-- Start of Extracted text --

Posted By: plutarch Re: "But when everything is strange..." - 02/15/05 01:00 PM
That's a beautiful phrase, a prayer, a way of life, a state of grace to strive for.

Yes, it is provocative, Owlbow.

Arthur C. Clarke also said something profound about "strange" but it turns out it wasn't Clarke who first said it [as Clarke himself acknowledges in this interview with "Wired" magazine in 2003 - the 25th Anniversary of "2001: A Space Odyssey"]:

I'm always paraphrasing J.B.S. Haldane: "The universe is not only stranger than we imagine, it's stranger than we can imagine."

In the same interview, Arthur Clarke also said something "strange" which gives us an insight into his own mind:

Though Clarke generally despises interviews, he was excited about appearing in Wired - although he wryly insisted, after looking over the premier issue of the magazine, that "a crucial letter in the title has been transposed."

Arthur Clarke On Life
Wired, July/August 2003 [Sri Lanka]

http://www.wired.com/wired/archive/1.03/clarke_pr.html





Posted By: of troy Re: "But when everything is strange..." - 02/15/05 01:02 PM
i read, one of success of humans, is they, unlike other animals, do not suit themselves to an environment, but rather, create environments that suit them (from materials at hand.)

i think too, humans have an amazing capacity to accept new environments--and to quickly come to terms coping with them.

We have all seen photo's of flooded areas, where hours after the flood, the main road of town, instead of being a street, has become a 'channel'--and out of 'no where '--well, in reality, out of garages, and sheds, and other outbuilding--have come canoes, rowboats, inflatables, and small outboarders, and now the police are cruising in boats..as it it was the most normal thing..

and, in somes it is! it becomes the new normal for the duration of the flood, and then roads go back to being roads, and the police go back to driving cruisers. we switch between one mode of normal, into another, and back again, almost easily.
on the fateful day in september a few years ago, there was very little panic. thousand of people, evacuated from buidings and headed 'away' (my building was a 1/4 mile away and evacuated).--

subways weren't running nor for the mostpart, buses. bridges and tunnels were closed. there wasn't any panic, just a steady, somber parade of people moving north. (about the only way you could go!)

-- End of Extracted text --

Given exercise:
Decide whether each statement below agrees with the forum thread. Answer yes or no for each, and quote the words from the thread that settle it.
1. Clarke presents the line about the universe being stranger than we can imagine as his own original idea.
2. Clarke generally despises interviews.
3. During the evacuation described, the subways were running.

-- Start of Stored records --

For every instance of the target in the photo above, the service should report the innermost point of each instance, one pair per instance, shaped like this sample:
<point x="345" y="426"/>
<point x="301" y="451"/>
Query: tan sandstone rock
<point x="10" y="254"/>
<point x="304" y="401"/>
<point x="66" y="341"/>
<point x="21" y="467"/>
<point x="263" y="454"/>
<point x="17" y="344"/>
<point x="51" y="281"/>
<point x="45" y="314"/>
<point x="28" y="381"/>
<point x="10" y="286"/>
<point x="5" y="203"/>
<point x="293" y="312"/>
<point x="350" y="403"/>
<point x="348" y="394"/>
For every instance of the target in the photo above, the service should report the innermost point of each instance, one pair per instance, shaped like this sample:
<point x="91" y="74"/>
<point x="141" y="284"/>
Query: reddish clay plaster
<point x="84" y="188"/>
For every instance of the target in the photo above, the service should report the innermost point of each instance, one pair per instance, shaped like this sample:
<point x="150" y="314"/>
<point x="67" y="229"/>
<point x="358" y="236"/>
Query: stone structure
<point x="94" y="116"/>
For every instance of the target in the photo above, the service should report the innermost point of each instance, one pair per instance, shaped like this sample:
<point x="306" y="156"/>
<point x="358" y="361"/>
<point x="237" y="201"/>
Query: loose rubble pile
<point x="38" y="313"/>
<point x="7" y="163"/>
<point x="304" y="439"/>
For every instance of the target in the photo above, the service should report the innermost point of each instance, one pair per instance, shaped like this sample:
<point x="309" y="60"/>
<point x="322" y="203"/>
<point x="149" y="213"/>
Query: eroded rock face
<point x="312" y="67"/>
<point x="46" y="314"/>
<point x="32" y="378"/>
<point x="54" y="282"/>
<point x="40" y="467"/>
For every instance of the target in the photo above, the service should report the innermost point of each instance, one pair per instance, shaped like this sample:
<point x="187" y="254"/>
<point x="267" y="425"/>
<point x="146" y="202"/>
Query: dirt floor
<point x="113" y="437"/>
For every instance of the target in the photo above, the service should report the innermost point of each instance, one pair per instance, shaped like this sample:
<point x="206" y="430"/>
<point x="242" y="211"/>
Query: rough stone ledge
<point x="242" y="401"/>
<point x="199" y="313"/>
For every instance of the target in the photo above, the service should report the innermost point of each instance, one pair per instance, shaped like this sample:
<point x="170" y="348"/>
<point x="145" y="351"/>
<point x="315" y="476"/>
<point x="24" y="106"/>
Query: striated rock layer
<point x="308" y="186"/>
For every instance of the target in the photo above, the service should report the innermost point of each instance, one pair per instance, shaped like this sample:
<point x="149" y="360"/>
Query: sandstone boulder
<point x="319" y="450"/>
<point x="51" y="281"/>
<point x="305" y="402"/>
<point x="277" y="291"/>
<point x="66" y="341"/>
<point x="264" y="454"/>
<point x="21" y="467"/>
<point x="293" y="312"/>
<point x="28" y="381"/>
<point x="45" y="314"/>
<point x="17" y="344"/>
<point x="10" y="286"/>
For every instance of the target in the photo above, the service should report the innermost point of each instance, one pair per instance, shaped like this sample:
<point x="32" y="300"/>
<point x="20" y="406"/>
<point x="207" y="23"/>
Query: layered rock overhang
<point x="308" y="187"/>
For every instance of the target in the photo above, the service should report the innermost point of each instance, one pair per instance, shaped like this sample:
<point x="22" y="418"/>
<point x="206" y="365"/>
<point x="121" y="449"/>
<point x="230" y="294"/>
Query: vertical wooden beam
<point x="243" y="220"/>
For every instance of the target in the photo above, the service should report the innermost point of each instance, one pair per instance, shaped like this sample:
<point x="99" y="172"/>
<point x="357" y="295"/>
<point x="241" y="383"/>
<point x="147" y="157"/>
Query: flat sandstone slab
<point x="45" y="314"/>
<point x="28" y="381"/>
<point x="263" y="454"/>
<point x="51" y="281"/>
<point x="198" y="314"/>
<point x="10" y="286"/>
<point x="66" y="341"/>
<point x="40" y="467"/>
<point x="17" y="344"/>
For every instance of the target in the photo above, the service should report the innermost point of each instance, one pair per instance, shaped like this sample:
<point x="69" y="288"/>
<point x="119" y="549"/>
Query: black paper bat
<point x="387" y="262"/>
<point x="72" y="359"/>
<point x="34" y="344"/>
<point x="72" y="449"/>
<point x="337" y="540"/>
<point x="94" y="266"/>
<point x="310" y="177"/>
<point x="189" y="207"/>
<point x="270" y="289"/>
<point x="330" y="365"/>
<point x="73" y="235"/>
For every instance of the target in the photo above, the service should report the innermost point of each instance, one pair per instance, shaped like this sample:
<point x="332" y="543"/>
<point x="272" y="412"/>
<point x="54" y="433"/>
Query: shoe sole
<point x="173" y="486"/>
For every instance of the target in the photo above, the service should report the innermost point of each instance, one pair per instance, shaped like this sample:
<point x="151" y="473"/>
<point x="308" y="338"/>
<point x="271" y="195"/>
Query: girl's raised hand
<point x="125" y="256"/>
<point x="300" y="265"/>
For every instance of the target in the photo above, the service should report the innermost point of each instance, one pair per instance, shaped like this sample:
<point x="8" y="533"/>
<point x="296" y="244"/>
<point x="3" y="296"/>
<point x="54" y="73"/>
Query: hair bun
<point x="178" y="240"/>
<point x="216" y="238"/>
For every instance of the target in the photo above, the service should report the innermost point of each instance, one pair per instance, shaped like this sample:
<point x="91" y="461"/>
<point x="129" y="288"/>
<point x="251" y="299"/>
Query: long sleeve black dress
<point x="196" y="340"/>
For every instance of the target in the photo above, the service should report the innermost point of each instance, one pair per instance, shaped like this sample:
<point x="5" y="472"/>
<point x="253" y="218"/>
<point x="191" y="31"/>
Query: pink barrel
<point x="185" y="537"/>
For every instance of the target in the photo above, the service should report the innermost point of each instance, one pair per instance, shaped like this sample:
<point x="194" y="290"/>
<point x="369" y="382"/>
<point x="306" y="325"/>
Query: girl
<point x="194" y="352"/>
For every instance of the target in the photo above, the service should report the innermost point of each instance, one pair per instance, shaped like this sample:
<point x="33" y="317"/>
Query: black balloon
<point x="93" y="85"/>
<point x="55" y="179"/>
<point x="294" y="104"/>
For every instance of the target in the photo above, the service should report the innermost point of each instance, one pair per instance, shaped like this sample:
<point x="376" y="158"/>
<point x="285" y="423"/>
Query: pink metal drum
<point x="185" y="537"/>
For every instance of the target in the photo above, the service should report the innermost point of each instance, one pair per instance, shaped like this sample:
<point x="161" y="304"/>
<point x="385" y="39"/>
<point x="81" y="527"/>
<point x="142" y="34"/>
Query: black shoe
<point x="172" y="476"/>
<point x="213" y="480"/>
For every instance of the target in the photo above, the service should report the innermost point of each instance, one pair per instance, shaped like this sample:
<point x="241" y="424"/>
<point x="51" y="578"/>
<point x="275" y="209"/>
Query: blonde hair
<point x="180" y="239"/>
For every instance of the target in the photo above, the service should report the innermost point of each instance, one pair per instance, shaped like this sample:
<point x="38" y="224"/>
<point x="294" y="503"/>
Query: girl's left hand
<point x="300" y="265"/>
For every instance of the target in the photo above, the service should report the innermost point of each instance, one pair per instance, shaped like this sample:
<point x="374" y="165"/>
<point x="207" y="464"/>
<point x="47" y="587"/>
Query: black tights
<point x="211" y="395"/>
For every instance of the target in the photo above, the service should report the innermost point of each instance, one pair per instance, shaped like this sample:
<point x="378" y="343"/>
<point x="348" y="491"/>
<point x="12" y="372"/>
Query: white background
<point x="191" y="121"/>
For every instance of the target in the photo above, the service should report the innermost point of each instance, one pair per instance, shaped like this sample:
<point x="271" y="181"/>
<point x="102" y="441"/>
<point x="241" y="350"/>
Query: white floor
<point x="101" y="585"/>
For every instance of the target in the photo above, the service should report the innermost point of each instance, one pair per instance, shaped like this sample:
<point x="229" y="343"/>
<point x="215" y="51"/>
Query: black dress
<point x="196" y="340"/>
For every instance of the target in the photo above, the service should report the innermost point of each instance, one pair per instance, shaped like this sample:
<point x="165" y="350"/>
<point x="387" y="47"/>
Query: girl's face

-- End of Stored records --

Response for this exercise:
1. No: "I'm always paraphrasing J.B.S. Haldane"
2. Yes: "Though Clarke generally despises interviews"
3. No: "subways weren't running"